══ ИСХОДНЫЙ ФРАГМЕНТ

Соответственно этим национальным качествам также и русская мысль, по словам
Бердяева, обращена преимущественно “к эсхатологической проблеме конца,
окрашена апокалиптически” и проникнута катастрофическим миросозерцанием. В
своей работе “Русская идея” (кстати, здесь впервые появляется это
словосочетание) Бердяев пишет: “Русский народ есть не чисто европейский и
не чисто азиатский народ. Россия есть целая часть света, огромный Востоко-
Запад, она соединяет два мира. И всегда в русской душе боролись два начала,
восточное и западное”.
В основу формирования русской души легли два противоположных начала:
“природная языческая дионисическая стихия и аскетически монашеское
православие”[1]. Соответственно эти начала явились причиной появления
совершенно противоположных свойств в русском народе, таких как “жестокость,
склонность к насилию и доброта, человечность, мягкость; обрядоверие и
искание правды; индивидуализм, обостренное сознание личности и безличный
коллективизм, национализм, самохвальство и универсализм; искание Бога и
воинствующее безбожие; смирение и наглость; рабство и бунт.”[2]
В отношении к государству в русском народе можно открыть как
стремление к анархизму, неприятию государства (“известна склонность
русского народа к разгулу и анархии при потере дисциплины”[3]), так и
стремление к гипертрофии государства, к подавлению свободы.
Вслед за Монтескье Бердяев отмечает тот факт, что географическая среда
так же могла повлиять на формирование “духа народа” и подчеркивает, что
”есть соответствие между необъятностью, безгранностью, бесконечностью
русской земли и русской души, между географией физической и географией
душевной. В душе русского народа есть такая же необъятность, безгранность,
устремление в бесконечность, как и в русской равнине. Поэтому русскому
народу трудно было овладеть этими огромными пространствами и оформить их. У
русского народа была огромная сила стихии и сравнительная слабость формы.
Русский народ не был народом культуры по преимуществу, как народы Западной
Европы, он был более народом откровений и вдохновений, он не знал меры и
легко впадал в крайности. У народов Западной Европы все гораздо более
детерминировано и оформлено, все разделено на категории и конечно. Не так у
русского народа, как менее детерминированного, как более обращенного к
бесконечности и не желающего знать распределения по категориям. В России не
было резких социальных граней, не было выраженных классов (например,
отсутствие рабовладельческого строя, где пропасть между классом
рабовладельцев и классом рабов была непреодолима), Россия никогда не была в
западном смысле страной аристократической, как ни стала буржуазной”[4].

════

**СУТЬ ЗАДАНИЯ**
Выведите без изменений часть фрагмента о русской душе у Бердяева от слов «В основу формирования» до слов «к подавлению свободы.» включительно. Приводимые далее данные представляют собой отдельный материал.

══ ВЫДЕРЖКА ИЗ ДАННЫХ

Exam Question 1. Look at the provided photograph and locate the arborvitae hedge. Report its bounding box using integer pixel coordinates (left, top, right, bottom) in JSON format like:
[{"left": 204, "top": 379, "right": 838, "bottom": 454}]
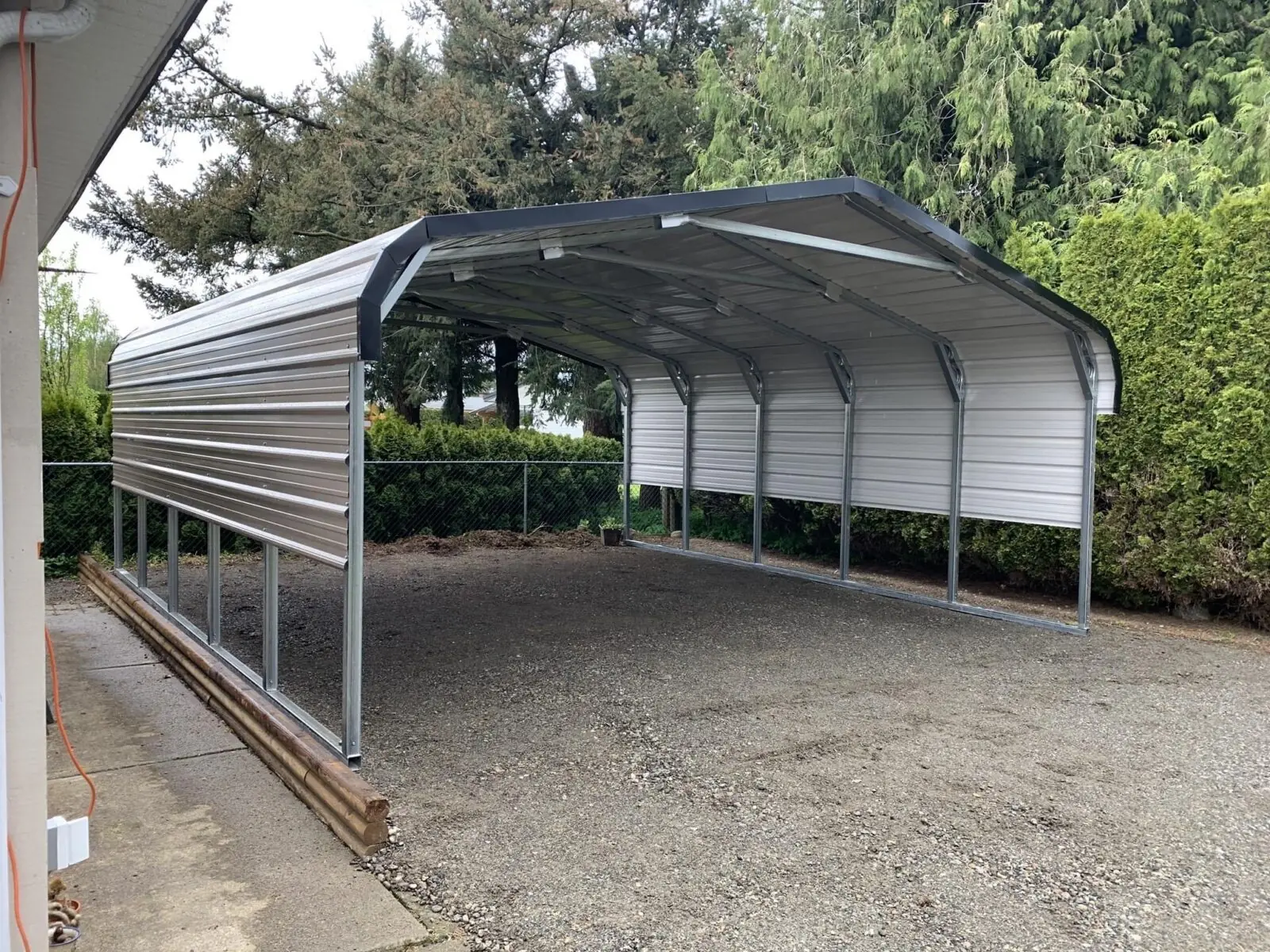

════

**РЕШЕНИЕ ЗАДАНИЯ**
В основу формирования русской души легли два противоположных начала:
“природная языческая дионисическая стихия и аскетически монашеское
православие”[1]. Соответственно эти начала явились причиной появления
совершенно противоположных свойств в русском народе, таких как “жестокость,
склонность к насилию и доброта, человечность, мягкость; обрядоверие и
искание правды; индивидуализм, обостренное сознание личности и безличный
коллективизм, национализм, самохвальство и универсализм; искание Бога и
воинствующее безбожие; смирение и наглость; рабство и бунт.”[2]
В отношении к государству в русском народе можно открыть как
стремление к анархизму, неприятию государства (“известна склонность
русского народа к разгулу и анархии при потере дисциплины”[3]), так и
стремление к гипертрофии государства, к подавлению свободы.